BRIEF » Carry on the piece about relevant sales conversations with buyers, picking up right after its final sentence.

SOURCE TEXT »
--- --- ---

Why relevant? What does relevant really mean? How would you know if you are having a relevant conversation with a buyer? How does this improve your proficiency and results?
Relevant — adjective; 1. bearing upon or connected with the matter at hand, pertinent
Pertinent — adjective; 1. pertaining or relating directly and significantly to the matter at hand.
Being relevant is important due to the shift of the locus of control in buying/selling situations. Traditionally, buyers were dependent on vendors through their sales representatives for information.
This “conversation” typically went:
“Here’s what we have (product, solution),
here’s what it does (features),
here’s how it will help you solve your problem (benefits).”
Today, buyers are conducting self-directed, online research, deep into their decision process. B2B buyers don’t need vendor/product information until later in this process. They don’t believe — often because they haven’t experienced — sales reps can provide any other useful information. This is why we hear, “I’m not ready to meet with you yet.”
Unless and until sellers show up with relevant sales conversations that provide “significant” insights, delivered in the context of the “matter at hand” for each, individual buyer (redundant for a point), you won’t get in the game.
Audience for this post
Here’s an example. There will be people reading this post with different perspectives and interest levels. To make this more relevant, I offer two versions. Read this succinct version if you are moderately interested or time pressed.
If you are seriously interested, if you are accountable for sales support to improve proficiency and sales results, I offer this more comprehensive version.
If you are a sales leader focusing on these issues as a priority, or are in marketing, training, sales enablement, or a serious sales professional, the additional explanation and execution checklists in the comprehensive version will be “significantly pertinent” I believe.
I offer three focus areas to improve sales proficiency and results by being relevant to buyers:
- Conversation as a Competency
- Sell With Content as a Practice
This is both an organizational and personal requirement. It’s not meant in a critical way, but in the context of continuous improvement, a hallmark of professionalism generally.

--- --- ---

DATASET EXCERPTS »

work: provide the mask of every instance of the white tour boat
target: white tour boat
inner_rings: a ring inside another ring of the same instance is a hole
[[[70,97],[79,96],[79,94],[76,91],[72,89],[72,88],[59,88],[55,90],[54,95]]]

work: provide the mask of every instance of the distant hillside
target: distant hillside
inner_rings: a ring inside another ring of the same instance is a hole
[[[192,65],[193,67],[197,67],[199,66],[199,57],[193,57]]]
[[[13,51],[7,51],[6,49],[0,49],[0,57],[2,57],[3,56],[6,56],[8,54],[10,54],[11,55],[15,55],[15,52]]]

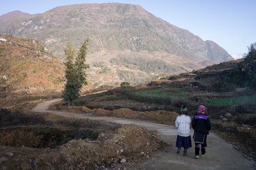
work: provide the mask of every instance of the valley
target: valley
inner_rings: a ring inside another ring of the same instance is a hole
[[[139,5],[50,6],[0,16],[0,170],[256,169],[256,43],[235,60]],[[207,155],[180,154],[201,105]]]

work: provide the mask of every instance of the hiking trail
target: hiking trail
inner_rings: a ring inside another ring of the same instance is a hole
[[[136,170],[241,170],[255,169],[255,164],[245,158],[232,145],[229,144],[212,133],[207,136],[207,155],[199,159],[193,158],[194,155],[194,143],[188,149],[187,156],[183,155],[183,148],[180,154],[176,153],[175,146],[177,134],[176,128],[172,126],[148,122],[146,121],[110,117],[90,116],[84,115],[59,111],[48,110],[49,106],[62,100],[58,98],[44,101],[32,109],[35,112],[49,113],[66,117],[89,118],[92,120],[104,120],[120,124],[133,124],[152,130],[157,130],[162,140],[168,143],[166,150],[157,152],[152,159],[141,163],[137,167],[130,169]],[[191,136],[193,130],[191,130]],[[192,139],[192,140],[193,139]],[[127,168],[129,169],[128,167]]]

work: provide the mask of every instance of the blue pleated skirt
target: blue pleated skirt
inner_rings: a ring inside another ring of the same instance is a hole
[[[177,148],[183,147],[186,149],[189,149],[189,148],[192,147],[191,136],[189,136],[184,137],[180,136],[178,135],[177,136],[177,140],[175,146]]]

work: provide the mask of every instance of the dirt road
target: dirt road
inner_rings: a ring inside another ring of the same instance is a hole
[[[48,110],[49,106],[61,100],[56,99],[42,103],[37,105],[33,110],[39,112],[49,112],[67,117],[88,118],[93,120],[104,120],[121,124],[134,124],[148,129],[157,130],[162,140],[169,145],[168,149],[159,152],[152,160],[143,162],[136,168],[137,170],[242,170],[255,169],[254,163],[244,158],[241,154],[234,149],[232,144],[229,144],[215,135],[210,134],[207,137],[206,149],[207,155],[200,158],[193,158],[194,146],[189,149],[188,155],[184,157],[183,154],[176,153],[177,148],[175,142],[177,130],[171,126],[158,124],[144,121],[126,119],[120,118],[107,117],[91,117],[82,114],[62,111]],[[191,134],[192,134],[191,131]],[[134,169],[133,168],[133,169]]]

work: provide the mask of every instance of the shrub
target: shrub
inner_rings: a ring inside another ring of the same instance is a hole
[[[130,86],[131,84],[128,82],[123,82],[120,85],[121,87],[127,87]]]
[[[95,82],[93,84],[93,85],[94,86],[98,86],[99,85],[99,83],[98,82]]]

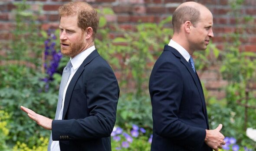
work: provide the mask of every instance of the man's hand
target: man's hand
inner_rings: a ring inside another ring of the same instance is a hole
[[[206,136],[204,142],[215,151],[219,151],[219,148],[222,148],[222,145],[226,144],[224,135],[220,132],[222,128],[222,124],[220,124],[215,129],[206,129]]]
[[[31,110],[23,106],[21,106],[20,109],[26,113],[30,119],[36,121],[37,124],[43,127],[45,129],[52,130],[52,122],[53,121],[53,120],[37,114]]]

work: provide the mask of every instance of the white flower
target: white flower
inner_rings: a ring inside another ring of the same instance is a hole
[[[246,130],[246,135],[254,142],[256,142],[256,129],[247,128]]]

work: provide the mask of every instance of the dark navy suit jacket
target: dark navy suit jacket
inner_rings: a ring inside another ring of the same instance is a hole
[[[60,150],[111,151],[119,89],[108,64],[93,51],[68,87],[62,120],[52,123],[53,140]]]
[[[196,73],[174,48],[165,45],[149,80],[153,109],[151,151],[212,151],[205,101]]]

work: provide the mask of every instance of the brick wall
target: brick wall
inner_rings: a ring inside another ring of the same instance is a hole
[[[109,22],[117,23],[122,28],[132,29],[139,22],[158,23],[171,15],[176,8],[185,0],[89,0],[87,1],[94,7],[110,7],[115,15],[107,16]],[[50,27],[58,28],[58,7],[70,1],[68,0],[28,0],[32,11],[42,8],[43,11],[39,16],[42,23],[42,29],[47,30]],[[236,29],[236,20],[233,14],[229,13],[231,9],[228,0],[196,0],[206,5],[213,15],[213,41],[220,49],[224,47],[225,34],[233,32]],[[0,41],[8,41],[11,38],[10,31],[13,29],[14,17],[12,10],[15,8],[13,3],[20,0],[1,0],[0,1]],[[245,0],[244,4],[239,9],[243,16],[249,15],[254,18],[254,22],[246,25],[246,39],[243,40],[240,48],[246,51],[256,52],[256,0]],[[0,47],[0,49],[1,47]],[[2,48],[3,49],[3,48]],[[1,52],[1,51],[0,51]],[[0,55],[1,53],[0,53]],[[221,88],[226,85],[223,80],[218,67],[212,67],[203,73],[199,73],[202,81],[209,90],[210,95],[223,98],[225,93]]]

--- --- ---

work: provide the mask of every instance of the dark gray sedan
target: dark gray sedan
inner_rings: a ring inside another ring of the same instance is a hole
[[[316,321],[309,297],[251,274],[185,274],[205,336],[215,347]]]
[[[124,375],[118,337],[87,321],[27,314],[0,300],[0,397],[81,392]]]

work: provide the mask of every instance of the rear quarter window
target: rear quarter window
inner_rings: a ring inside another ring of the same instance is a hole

--- --- ---

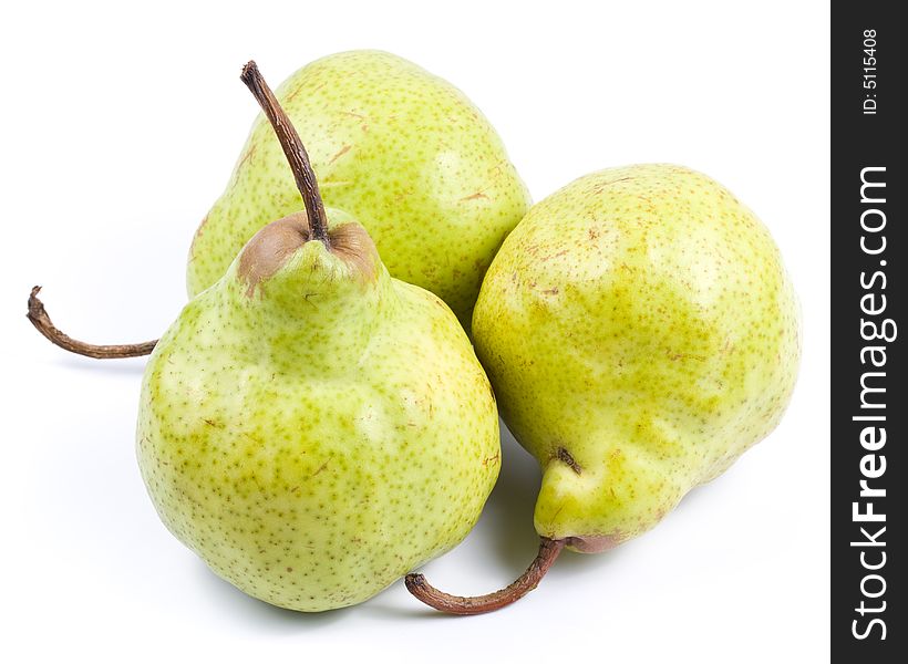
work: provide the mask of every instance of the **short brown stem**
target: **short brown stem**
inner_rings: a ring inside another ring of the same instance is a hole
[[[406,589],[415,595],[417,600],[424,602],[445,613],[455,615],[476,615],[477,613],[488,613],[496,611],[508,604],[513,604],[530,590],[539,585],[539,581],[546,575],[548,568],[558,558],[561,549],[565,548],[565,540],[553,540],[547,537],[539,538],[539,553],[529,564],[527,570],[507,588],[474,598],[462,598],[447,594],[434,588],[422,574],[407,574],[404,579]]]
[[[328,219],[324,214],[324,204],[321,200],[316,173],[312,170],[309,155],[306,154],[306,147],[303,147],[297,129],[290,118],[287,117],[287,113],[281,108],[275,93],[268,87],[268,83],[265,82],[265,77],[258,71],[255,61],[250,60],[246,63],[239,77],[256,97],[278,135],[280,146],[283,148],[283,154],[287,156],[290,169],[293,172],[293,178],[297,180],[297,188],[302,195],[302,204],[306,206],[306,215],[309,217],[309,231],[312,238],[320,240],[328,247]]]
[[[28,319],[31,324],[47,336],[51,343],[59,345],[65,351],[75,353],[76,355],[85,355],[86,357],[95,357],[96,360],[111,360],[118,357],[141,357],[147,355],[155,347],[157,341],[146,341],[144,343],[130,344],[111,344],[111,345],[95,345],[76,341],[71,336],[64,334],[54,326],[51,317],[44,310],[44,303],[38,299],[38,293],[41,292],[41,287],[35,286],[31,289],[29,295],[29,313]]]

--- --- ---

RESULT OF THE EXERCISE »
Sales organizations and professionals must up their game through the disciplined execution of a well-defined and documented selling system. I still see too many organizations that rely on the prowess of individual reps deciding their own sales practices in an ad hoc, uncoordinated and untested manner.
B2B buyers are buying in a team. Sellers must sell as a team. This means marketing and product marketing, as well as inside sales and sales engineers must operate in a well aligned system based upon “common language, common process.” (A fifteen year plus old mantra, still valid today.)
Go here for a more detailed explanation on how to execute on this idea, as well as for a simple test checklist.
Conversation as a Competency
My most influential sales manager used to say, “tell’n ain’t sell’n.”
I encourage you to eradicate three thoughts and words from your organizational lexicon:
- Pitch — shift to conversation
- Presentation — shift to visual support for a conversation
- Messaging — shift to messages (carefully selected words and phrases to use AND avoid.)
Conversation is what buyers want, heck, it’s what everyone wants. If it sounds or feels like a pitch, it’s not a conversation. Similarly, “messaging” really means, “what I want to tell you”.
Listening is the new skill you want to improve or develop.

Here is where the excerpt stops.